PROBLEM: Format every line of the listing below as a numbered list, omitting the blank lines.

DATA SUPPLIED:
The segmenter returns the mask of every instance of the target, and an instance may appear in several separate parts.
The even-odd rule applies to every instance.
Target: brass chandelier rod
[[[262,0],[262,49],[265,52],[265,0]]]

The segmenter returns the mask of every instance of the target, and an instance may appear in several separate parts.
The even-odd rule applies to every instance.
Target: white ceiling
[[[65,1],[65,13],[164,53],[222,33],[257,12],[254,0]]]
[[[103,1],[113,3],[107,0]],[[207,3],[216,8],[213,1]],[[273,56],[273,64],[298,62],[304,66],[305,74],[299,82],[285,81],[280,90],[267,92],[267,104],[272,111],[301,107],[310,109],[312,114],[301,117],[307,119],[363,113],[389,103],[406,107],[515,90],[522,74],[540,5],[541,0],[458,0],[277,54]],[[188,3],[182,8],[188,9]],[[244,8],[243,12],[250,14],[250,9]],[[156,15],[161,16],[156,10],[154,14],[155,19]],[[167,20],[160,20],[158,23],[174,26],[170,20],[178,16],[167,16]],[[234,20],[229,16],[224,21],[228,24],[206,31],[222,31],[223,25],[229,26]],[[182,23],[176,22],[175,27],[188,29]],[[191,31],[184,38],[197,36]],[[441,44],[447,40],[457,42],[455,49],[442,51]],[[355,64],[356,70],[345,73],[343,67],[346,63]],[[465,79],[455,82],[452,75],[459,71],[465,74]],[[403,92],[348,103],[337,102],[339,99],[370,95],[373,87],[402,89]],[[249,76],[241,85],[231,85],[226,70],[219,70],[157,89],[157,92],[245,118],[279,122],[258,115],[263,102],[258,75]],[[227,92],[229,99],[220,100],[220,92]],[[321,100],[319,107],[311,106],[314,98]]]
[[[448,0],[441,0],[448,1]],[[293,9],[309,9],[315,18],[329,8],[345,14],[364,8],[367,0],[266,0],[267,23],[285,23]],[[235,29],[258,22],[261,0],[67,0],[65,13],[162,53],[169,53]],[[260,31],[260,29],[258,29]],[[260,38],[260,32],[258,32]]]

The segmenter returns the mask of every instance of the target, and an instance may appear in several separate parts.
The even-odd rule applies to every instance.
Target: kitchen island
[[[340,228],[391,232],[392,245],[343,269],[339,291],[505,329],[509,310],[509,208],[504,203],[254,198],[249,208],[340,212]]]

COMPLETE ANSWER:
1. The segmenter returns the mask of every instance of the target, and an instance may appear in several separate parts.
2. The even-odd rule applies to every instance.
3. Target: brass chandelier rod
4. [[[262,0],[262,49],[265,52],[265,0]]]
5. The segmenter returns the mask of every instance of the target, and an instance may appear in several separate parts.
6. The even-odd rule applies to every instance.
7. Target: white ceiling
8. [[[65,1],[65,13],[164,53],[222,33],[257,12],[254,0]]]
9. [[[103,1],[113,3],[107,0]],[[207,3],[216,8],[213,1]],[[273,56],[273,64],[298,62],[304,66],[305,74],[299,82],[285,81],[280,90],[267,92],[267,104],[272,111],[301,107],[310,109],[312,114],[301,117],[307,119],[363,113],[389,103],[406,107],[515,90],[522,74],[540,5],[541,0],[458,0],[277,54]],[[188,3],[182,8],[188,9]],[[244,8],[243,12],[250,14],[250,9]],[[156,15],[161,16],[156,10],[154,14],[155,19]],[[167,20],[160,20],[158,23],[174,26],[170,20],[178,16],[167,16]],[[234,20],[229,16],[224,21],[228,24],[206,31],[222,31],[223,25],[229,26]],[[182,23],[176,22],[175,27],[188,29]],[[191,31],[184,38],[197,36]],[[441,44],[447,40],[457,42],[455,49],[442,51]],[[355,64],[356,70],[345,73],[343,67],[346,63]],[[465,79],[455,82],[452,75],[459,71],[465,74]],[[403,92],[348,103],[337,102],[339,99],[370,95],[373,87],[402,89]],[[249,76],[241,85],[231,85],[226,70],[219,70],[157,89],[157,92],[245,118],[279,122],[258,115],[263,102],[258,75]],[[227,92],[229,99],[220,100],[220,92]],[[321,100],[319,107],[311,106],[314,98]]]
10. [[[448,0],[441,0],[448,1]],[[293,9],[309,9],[315,18],[329,8],[345,14],[364,8],[367,0],[266,0],[267,23],[285,23]],[[235,29],[258,22],[261,0],[67,0],[65,13],[162,53],[169,53]],[[260,31],[260,29],[258,29]],[[260,38],[260,32],[258,32]]]
11. The segmenter returns the mask of every instance of the target, and an instance may appear in several separate parts.
12. The even-odd rule applies to every instance.
13. Target: kitchen island
14. [[[340,228],[391,232],[392,245],[343,269],[339,291],[505,329],[509,310],[509,208],[504,203],[254,198],[249,208],[340,212]]]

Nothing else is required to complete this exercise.